**Task:** Extract every line of the records that contains the word "collar", and copy each one in full.

**Records for processing:**
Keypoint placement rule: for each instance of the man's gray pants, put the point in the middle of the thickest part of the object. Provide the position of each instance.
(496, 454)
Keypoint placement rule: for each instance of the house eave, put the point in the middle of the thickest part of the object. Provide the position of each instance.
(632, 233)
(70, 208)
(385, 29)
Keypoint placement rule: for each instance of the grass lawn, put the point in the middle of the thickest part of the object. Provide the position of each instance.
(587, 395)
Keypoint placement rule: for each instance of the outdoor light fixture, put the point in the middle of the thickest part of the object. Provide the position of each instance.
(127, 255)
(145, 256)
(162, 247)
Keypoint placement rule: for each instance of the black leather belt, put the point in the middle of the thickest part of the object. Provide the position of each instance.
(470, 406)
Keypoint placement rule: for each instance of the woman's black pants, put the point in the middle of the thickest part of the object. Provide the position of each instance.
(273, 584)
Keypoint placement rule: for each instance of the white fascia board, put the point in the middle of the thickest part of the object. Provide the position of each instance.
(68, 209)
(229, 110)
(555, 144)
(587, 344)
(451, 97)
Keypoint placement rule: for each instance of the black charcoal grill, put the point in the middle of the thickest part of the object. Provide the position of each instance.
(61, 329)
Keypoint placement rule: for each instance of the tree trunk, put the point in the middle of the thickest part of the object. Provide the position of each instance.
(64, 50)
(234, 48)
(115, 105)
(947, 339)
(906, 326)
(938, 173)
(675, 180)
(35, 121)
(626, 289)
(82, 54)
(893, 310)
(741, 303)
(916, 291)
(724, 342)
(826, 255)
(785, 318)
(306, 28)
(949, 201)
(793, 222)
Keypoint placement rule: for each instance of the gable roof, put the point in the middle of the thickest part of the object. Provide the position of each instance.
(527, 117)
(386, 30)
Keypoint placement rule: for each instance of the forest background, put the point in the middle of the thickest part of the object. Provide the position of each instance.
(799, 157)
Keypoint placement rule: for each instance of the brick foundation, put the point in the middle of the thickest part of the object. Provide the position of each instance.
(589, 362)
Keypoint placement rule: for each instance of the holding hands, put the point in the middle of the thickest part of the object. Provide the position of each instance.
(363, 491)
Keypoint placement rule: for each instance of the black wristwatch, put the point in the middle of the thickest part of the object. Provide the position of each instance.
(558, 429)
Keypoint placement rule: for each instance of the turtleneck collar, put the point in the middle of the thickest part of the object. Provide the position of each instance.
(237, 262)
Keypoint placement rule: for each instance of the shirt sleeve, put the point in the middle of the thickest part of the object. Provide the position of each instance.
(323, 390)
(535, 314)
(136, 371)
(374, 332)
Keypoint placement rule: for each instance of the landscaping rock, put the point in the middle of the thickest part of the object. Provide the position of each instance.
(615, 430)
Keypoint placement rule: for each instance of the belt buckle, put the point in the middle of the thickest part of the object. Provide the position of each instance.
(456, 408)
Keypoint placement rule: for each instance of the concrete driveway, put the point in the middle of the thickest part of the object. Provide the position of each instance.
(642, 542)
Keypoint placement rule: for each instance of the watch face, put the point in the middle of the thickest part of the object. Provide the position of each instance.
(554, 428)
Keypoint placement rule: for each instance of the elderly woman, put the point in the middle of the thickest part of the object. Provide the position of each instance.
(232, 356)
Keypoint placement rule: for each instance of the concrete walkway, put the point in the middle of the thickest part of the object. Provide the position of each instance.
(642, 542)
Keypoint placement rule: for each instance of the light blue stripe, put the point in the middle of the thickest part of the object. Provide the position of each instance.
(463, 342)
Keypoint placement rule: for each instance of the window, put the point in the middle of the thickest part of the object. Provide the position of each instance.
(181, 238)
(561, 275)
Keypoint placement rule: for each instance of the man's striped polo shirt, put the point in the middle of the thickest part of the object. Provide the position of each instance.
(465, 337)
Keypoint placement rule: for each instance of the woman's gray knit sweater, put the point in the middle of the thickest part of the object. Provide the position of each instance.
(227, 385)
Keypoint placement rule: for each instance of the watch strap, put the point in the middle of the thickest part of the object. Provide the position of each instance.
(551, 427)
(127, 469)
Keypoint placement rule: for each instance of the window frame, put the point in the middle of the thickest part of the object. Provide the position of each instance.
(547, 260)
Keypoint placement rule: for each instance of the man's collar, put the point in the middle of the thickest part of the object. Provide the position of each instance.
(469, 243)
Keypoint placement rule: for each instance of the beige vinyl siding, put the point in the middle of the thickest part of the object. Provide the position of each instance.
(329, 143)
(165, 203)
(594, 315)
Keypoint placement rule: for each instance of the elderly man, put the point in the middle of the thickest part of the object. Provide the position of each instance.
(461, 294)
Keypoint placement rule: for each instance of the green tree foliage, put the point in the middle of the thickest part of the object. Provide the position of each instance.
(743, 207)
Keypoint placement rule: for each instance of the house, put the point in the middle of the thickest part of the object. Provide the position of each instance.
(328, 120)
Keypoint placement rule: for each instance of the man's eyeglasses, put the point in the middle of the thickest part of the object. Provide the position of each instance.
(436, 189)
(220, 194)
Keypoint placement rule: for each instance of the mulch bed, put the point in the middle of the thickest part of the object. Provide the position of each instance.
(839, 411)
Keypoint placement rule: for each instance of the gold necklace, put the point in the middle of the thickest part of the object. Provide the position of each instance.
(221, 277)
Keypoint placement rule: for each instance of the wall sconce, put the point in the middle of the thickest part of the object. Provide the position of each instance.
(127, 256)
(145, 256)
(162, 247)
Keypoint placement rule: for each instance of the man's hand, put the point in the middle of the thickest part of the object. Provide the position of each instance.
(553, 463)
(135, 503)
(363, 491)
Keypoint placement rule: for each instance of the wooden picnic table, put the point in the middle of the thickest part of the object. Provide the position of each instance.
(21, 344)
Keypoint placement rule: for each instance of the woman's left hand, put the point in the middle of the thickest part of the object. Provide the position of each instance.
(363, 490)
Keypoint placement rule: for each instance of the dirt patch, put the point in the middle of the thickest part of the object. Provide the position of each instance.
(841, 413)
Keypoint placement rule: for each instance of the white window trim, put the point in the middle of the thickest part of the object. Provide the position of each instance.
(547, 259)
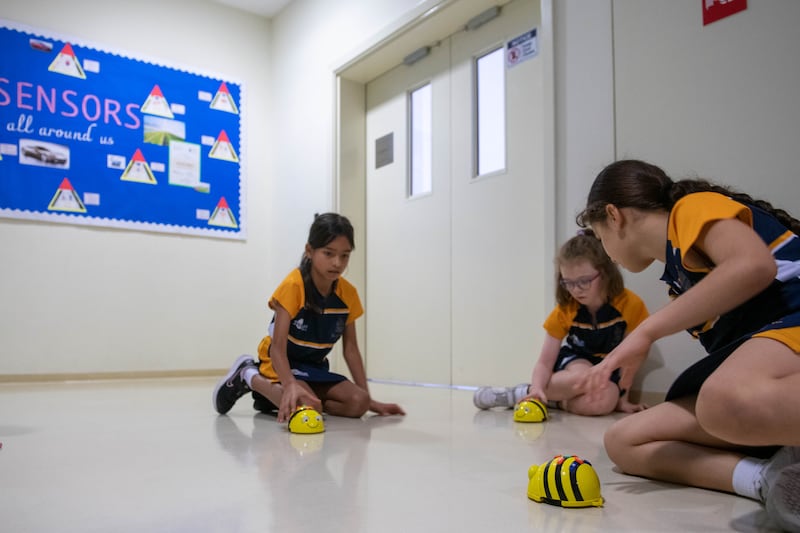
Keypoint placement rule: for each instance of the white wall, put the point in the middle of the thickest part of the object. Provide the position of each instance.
(90, 300)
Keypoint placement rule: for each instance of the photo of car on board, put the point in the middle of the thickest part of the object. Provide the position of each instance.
(44, 154)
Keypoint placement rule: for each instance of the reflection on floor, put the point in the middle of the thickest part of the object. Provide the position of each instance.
(152, 456)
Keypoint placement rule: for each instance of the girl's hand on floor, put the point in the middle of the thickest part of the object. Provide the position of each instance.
(295, 395)
(384, 409)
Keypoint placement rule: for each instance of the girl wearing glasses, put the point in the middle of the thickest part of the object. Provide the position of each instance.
(732, 264)
(594, 313)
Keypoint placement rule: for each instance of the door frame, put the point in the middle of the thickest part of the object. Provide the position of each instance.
(422, 26)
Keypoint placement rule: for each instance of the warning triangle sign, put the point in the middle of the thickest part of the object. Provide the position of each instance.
(223, 149)
(222, 215)
(223, 101)
(66, 63)
(156, 104)
(138, 170)
(66, 199)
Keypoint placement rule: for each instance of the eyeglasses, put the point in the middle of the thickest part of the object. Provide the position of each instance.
(580, 283)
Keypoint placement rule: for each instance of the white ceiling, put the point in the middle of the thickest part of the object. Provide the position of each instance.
(263, 8)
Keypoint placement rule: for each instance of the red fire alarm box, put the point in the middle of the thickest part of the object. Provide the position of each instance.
(713, 10)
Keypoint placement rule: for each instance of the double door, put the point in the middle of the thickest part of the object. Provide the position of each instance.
(458, 261)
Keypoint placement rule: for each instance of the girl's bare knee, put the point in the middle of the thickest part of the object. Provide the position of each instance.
(618, 445)
(728, 413)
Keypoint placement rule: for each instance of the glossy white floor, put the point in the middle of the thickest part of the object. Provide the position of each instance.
(152, 456)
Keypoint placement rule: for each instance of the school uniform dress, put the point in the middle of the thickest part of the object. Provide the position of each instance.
(774, 313)
(312, 334)
(592, 338)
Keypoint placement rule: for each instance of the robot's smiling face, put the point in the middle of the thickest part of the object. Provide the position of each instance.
(306, 420)
(530, 411)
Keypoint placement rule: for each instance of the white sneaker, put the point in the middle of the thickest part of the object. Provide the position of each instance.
(785, 456)
(488, 397)
(783, 498)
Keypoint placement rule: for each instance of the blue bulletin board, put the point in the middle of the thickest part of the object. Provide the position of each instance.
(95, 137)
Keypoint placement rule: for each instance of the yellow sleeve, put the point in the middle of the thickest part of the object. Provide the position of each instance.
(692, 213)
(558, 323)
(632, 309)
(290, 294)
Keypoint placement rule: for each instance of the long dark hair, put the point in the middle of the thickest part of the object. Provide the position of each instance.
(586, 247)
(325, 228)
(633, 183)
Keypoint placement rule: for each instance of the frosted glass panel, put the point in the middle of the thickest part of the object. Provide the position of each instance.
(491, 113)
(421, 141)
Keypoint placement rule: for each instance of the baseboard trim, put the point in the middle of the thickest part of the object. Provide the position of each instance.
(104, 376)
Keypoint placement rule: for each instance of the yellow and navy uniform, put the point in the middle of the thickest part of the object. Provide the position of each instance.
(773, 313)
(312, 334)
(593, 337)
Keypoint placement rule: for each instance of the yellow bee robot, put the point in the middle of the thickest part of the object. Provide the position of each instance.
(565, 481)
(306, 419)
(530, 411)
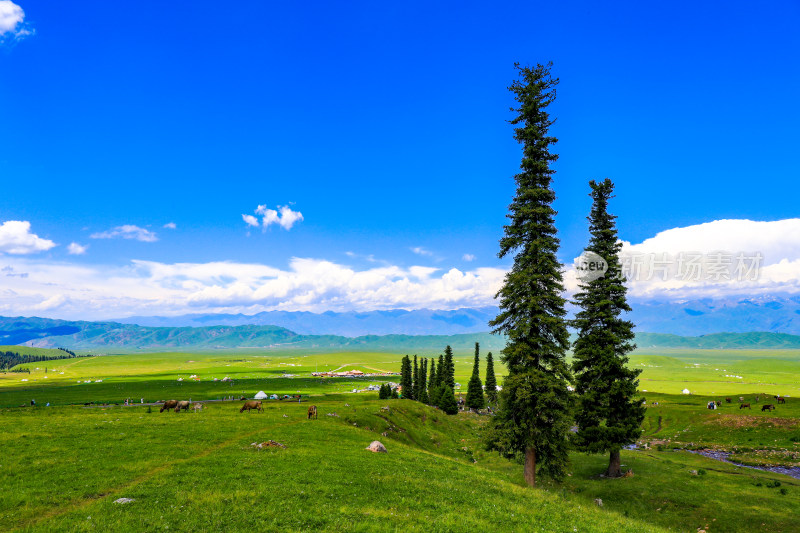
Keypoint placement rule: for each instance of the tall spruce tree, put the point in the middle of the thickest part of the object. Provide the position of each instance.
(475, 398)
(422, 390)
(449, 377)
(534, 415)
(406, 379)
(491, 380)
(609, 414)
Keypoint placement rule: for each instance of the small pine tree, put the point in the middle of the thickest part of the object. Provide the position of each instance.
(609, 414)
(447, 403)
(433, 381)
(406, 382)
(491, 381)
(415, 384)
(475, 399)
(450, 369)
(422, 392)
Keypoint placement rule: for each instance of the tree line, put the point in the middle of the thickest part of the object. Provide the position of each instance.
(434, 384)
(9, 359)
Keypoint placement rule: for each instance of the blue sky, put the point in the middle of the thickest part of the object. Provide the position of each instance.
(384, 125)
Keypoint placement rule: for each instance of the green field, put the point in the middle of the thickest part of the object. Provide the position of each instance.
(63, 466)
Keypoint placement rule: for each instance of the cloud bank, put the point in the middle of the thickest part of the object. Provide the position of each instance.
(127, 231)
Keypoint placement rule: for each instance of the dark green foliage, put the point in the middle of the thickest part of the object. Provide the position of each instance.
(533, 418)
(422, 389)
(491, 380)
(9, 359)
(415, 386)
(449, 374)
(406, 379)
(609, 413)
(475, 399)
(385, 392)
(447, 401)
(432, 381)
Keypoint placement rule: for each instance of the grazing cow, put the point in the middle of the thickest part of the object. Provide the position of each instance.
(169, 404)
(252, 404)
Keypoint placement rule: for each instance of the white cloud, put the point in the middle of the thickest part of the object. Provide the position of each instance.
(127, 231)
(724, 244)
(77, 249)
(250, 220)
(12, 19)
(147, 287)
(283, 216)
(16, 238)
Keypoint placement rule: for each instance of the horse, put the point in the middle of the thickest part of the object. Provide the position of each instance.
(252, 404)
(169, 404)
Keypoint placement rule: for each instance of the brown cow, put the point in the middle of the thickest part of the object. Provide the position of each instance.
(169, 404)
(252, 404)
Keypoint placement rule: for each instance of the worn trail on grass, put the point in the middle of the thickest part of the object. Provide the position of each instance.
(78, 504)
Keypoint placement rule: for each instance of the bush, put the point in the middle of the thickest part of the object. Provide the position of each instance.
(447, 402)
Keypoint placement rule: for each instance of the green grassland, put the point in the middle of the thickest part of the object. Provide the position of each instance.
(65, 465)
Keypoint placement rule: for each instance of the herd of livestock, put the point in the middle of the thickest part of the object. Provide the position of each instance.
(248, 405)
(746, 405)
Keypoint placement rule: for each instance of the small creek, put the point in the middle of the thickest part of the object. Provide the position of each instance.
(792, 471)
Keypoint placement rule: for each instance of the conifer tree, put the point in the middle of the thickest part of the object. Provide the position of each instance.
(449, 378)
(432, 382)
(406, 379)
(534, 415)
(447, 403)
(422, 390)
(609, 414)
(475, 399)
(415, 383)
(491, 381)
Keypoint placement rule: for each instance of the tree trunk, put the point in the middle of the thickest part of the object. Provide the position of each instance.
(530, 466)
(614, 469)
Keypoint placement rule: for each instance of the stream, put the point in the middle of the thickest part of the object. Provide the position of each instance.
(792, 471)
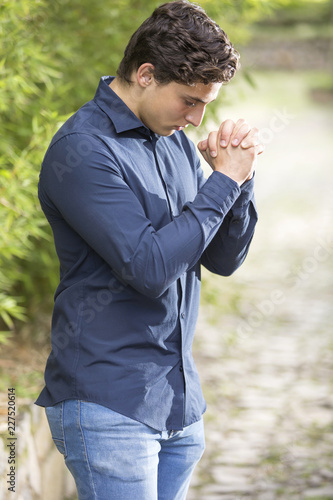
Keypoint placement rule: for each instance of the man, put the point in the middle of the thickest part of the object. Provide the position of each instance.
(133, 220)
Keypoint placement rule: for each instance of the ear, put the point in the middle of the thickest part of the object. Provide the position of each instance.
(145, 75)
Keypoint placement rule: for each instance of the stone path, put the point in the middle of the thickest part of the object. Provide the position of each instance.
(265, 354)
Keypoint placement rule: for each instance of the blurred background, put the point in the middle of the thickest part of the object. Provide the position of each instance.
(264, 343)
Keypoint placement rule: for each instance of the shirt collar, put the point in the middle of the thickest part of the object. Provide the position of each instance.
(119, 113)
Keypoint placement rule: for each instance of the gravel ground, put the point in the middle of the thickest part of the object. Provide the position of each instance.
(265, 353)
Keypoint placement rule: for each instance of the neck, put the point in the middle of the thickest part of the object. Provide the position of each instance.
(127, 93)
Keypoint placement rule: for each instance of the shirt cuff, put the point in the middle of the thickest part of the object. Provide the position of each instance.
(222, 189)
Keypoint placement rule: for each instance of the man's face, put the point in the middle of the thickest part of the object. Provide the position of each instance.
(170, 107)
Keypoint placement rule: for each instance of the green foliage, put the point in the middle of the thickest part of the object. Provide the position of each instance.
(52, 55)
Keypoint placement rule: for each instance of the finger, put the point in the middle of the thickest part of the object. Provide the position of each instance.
(252, 139)
(203, 145)
(225, 132)
(241, 130)
(260, 148)
(212, 143)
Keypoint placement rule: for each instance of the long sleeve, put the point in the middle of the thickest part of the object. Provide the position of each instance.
(96, 202)
(229, 247)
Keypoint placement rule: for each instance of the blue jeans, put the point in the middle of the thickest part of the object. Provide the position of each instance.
(113, 457)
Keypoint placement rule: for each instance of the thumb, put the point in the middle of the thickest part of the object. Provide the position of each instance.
(202, 145)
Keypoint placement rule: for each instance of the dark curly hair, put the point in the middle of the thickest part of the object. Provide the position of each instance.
(183, 44)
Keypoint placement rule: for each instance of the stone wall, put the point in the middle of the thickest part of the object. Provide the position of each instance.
(40, 470)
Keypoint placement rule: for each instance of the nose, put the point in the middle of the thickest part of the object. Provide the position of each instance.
(195, 116)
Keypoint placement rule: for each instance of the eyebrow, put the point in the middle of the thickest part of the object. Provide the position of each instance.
(197, 99)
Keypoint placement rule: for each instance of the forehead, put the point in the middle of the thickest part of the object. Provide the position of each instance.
(198, 92)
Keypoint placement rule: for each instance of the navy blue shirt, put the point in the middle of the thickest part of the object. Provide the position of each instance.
(133, 220)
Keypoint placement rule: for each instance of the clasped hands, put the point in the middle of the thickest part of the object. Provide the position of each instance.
(232, 150)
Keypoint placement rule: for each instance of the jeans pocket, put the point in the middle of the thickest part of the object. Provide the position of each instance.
(54, 416)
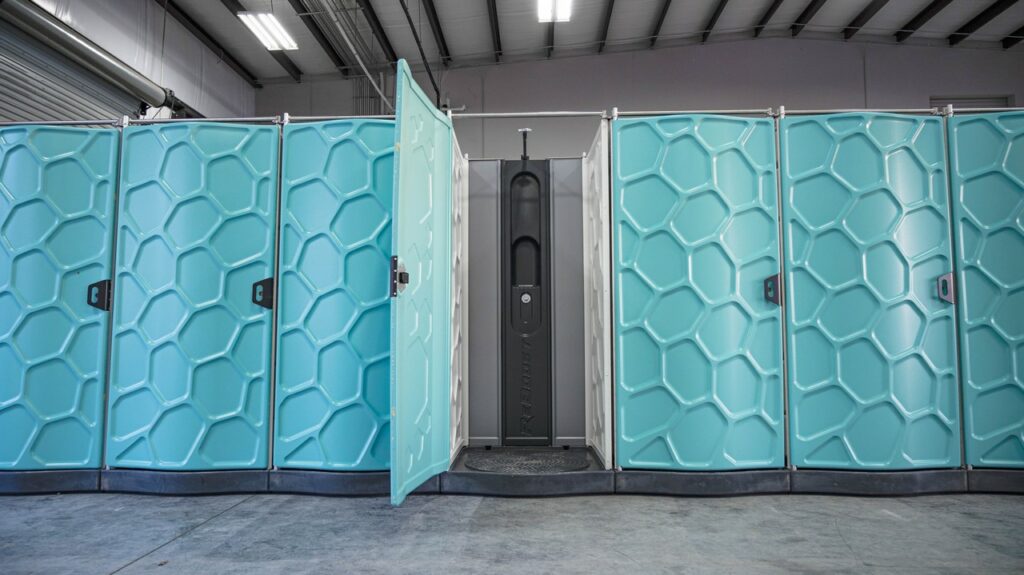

**Answer below:**
Keypoint placement rule: for each instance of the turtleneck collar, put the point in the middle of the thickest part of the object. Provide the position of each instance.
Keypoint placement rule: for each instance of the man's collar, put the point in the middle of the thickest part of the object. Provide the position of each instance.
Keypoint placement rule: for each instance of the shirt collar, put the point in the middle of the thickest part of the object. Provide the position of each instance.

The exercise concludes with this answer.